WRITTEN PROBLEM: Locate every line in the listing below that contains the string "cloud", and copy each of those lines out in full.

GIVEN ENTRIES:
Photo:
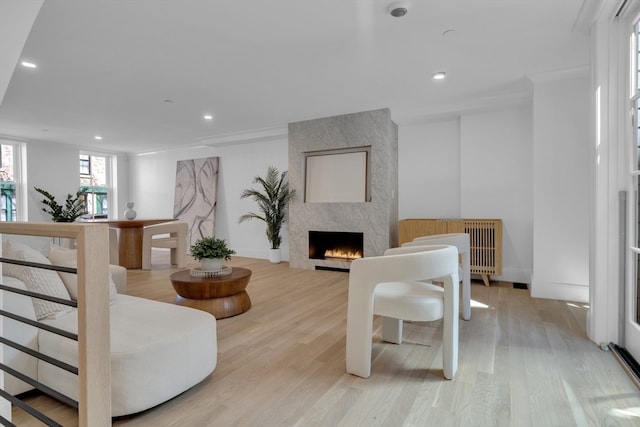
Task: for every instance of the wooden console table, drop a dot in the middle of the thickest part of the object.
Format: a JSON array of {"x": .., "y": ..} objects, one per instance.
[
  {"x": 222, "y": 296},
  {"x": 130, "y": 238},
  {"x": 485, "y": 236}
]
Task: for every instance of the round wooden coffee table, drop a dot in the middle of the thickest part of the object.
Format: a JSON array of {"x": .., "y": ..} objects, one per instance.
[{"x": 222, "y": 296}]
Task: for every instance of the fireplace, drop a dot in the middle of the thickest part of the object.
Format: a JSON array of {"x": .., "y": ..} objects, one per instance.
[{"x": 336, "y": 245}]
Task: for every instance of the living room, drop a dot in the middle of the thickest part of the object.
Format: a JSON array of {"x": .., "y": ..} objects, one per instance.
[{"x": 525, "y": 159}]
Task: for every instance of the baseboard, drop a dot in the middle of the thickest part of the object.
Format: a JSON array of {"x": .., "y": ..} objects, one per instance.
[
  {"x": 559, "y": 291},
  {"x": 628, "y": 362}
]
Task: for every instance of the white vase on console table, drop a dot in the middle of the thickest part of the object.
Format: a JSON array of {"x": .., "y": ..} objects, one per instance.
[{"x": 130, "y": 213}]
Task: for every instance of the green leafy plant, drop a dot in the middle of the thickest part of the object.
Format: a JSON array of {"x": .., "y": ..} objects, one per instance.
[
  {"x": 273, "y": 200},
  {"x": 73, "y": 208},
  {"x": 210, "y": 247}
]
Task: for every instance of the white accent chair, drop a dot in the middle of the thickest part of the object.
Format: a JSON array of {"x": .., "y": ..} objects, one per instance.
[
  {"x": 393, "y": 286},
  {"x": 462, "y": 242},
  {"x": 176, "y": 241}
]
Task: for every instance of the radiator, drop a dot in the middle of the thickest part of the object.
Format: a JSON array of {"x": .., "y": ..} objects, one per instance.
[{"x": 485, "y": 236}]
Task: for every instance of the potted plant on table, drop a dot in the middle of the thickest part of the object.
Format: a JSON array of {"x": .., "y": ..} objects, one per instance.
[
  {"x": 211, "y": 252},
  {"x": 74, "y": 206},
  {"x": 273, "y": 201}
]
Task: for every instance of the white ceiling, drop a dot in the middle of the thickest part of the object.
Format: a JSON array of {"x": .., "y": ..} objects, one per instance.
[{"x": 107, "y": 67}]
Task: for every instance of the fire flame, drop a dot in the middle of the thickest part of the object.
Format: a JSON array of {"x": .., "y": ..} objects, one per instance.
[{"x": 342, "y": 254}]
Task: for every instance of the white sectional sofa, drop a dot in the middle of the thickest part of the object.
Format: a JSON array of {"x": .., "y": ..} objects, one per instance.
[{"x": 158, "y": 350}]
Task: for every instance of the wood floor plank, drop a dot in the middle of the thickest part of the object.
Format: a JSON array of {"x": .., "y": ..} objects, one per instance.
[{"x": 523, "y": 362}]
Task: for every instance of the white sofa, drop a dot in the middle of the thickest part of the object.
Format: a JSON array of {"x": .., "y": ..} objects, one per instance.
[{"x": 158, "y": 350}]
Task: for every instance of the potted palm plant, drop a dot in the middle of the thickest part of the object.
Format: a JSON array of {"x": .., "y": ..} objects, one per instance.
[
  {"x": 273, "y": 200},
  {"x": 211, "y": 253}
]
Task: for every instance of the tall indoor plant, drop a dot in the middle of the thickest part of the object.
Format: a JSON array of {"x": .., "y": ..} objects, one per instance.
[{"x": 273, "y": 200}]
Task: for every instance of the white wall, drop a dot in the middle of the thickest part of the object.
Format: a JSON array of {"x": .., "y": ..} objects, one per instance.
[
  {"x": 429, "y": 170},
  {"x": 497, "y": 181},
  {"x": 561, "y": 189},
  {"x": 475, "y": 166}
]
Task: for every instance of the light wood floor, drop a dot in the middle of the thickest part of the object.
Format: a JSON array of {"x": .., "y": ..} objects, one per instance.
[{"x": 523, "y": 362}]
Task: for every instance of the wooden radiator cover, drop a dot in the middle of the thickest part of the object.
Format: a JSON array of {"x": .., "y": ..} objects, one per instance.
[{"x": 485, "y": 236}]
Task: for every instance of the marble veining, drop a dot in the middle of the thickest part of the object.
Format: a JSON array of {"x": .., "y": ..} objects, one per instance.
[{"x": 378, "y": 218}]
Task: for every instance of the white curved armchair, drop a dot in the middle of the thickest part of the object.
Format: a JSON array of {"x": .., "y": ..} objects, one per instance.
[
  {"x": 392, "y": 286},
  {"x": 176, "y": 241},
  {"x": 462, "y": 242}
]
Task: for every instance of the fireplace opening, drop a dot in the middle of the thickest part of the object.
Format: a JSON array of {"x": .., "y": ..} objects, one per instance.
[{"x": 336, "y": 245}]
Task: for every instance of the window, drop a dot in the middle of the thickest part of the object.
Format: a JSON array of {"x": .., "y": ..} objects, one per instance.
[
  {"x": 7, "y": 184},
  {"x": 85, "y": 165},
  {"x": 94, "y": 183}
]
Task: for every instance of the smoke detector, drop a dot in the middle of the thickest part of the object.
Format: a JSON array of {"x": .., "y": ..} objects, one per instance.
[{"x": 398, "y": 10}]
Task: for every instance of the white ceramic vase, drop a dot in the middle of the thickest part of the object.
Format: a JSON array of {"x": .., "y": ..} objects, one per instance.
[
  {"x": 130, "y": 213},
  {"x": 274, "y": 256},
  {"x": 211, "y": 264}
]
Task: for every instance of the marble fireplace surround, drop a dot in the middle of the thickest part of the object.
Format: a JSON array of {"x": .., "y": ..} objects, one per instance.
[{"x": 377, "y": 219}]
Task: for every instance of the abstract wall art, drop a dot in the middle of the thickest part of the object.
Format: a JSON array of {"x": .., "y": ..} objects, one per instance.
[{"x": 195, "y": 196}]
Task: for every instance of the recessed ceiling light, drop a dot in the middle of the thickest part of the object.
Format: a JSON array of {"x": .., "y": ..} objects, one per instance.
[{"x": 398, "y": 10}]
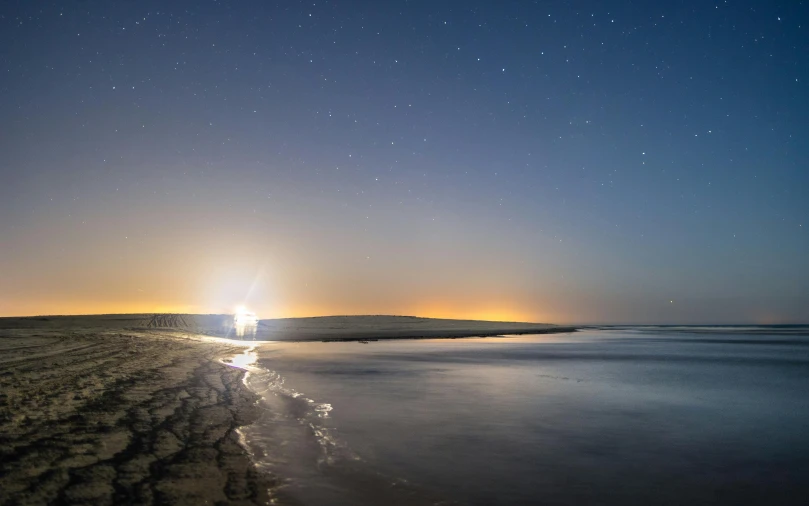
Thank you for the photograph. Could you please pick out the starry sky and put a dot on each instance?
(560, 161)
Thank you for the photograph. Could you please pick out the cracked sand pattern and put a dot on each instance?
(89, 417)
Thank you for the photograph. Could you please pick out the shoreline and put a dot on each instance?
(138, 417)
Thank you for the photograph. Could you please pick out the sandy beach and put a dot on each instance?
(115, 416)
(144, 409)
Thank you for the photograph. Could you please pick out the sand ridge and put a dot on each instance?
(107, 417)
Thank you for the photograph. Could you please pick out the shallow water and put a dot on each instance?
(651, 415)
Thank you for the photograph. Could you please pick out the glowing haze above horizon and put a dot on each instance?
(558, 162)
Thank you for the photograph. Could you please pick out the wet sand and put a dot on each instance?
(122, 417)
(143, 409)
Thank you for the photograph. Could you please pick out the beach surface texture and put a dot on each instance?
(145, 409)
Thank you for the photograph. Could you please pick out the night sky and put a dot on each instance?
(560, 161)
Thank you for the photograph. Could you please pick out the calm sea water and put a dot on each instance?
(634, 415)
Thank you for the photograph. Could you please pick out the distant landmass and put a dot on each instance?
(322, 328)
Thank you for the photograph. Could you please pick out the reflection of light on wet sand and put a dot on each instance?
(245, 330)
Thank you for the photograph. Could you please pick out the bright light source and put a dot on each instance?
(244, 317)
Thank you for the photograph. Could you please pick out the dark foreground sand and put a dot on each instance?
(93, 417)
(140, 409)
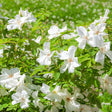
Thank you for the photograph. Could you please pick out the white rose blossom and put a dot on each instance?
(54, 31)
(55, 107)
(104, 49)
(70, 61)
(97, 29)
(10, 78)
(21, 97)
(69, 36)
(45, 55)
(70, 102)
(38, 39)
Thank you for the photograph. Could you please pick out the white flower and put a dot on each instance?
(55, 95)
(45, 55)
(97, 29)
(104, 49)
(84, 37)
(85, 108)
(70, 103)
(38, 39)
(70, 61)
(1, 17)
(22, 98)
(1, 52)
(69, 36)
(54, 31)
(36, 100)
(10, 78)
(28, 16)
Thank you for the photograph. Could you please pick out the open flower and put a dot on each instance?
(70, 102)
(106, 83)
(45, 55)
(70, 61)
(104, 50)
(54, 95)
(54, 31)
(84, 37)
(38, 39)
(97, 29)
(102, 19)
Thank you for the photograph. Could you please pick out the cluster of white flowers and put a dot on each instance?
(20, 19)
(13, 81)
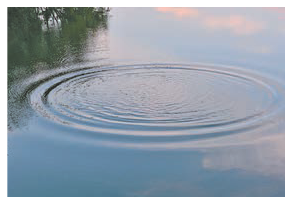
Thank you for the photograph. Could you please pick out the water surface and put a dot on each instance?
(150, 102)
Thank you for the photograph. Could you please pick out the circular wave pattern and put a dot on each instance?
(158, 102)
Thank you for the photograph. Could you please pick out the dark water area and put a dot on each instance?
(149, 102)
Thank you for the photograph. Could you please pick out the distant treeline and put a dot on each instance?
(33, 17)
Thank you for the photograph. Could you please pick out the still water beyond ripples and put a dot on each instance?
(132, 107)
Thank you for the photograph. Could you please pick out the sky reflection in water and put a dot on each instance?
(68, 161)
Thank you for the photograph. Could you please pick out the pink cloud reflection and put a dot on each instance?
(178, 12)
(236, 23)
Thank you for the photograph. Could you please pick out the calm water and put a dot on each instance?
(151, 102)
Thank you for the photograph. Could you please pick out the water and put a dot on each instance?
(151, 102)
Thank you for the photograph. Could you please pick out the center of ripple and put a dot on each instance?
(193, 102)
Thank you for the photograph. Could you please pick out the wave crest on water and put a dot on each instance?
(159, 103)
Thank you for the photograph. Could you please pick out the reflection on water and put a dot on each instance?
(127, 110)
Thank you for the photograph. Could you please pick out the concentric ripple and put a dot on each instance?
(158, 102)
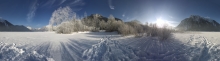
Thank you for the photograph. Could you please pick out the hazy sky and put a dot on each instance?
(37, 13)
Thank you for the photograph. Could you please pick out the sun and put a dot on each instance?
(161, 22)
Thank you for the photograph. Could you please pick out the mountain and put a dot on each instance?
(7, 26)
(198, 23)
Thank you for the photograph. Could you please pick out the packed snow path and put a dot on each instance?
(103, 46)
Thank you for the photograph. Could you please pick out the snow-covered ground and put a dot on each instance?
(108, 46)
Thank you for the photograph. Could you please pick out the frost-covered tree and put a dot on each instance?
(60, 15)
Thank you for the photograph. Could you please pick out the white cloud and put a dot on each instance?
(207, 17)
(32, 11)
(110, 4)
(171, 16)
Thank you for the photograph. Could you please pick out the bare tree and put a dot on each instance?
(60, 15)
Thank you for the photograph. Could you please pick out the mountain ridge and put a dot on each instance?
(198, 23)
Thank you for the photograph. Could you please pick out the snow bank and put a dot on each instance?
(201, 49)
(109, 50)
(9, 52)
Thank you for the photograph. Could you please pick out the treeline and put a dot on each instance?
(133, 27)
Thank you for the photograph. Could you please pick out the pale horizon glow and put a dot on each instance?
(161, 22)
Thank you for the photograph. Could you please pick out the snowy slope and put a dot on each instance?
(104, 46)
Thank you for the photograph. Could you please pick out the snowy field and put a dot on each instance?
(108, 46)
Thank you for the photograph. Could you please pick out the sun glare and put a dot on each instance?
(161, 22)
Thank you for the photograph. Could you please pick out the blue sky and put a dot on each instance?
(37, 13)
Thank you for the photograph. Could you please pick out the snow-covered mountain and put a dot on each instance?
(5, 23)
(7, 26)
(198, 23)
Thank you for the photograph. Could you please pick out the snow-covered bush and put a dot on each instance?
(162, 33)
(65, 28)
(125, 30)
(138, 27)
(112, 24)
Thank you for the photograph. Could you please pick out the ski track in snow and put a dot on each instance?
(104, 47)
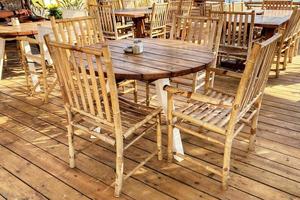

THE SOLUTION:
Thank you for the photograph. Could you please pick out the pink cloud reflection and put a dot on each instance?
Thank you for the photograph. Could you please pick out the white cloud and put a dot on each instance?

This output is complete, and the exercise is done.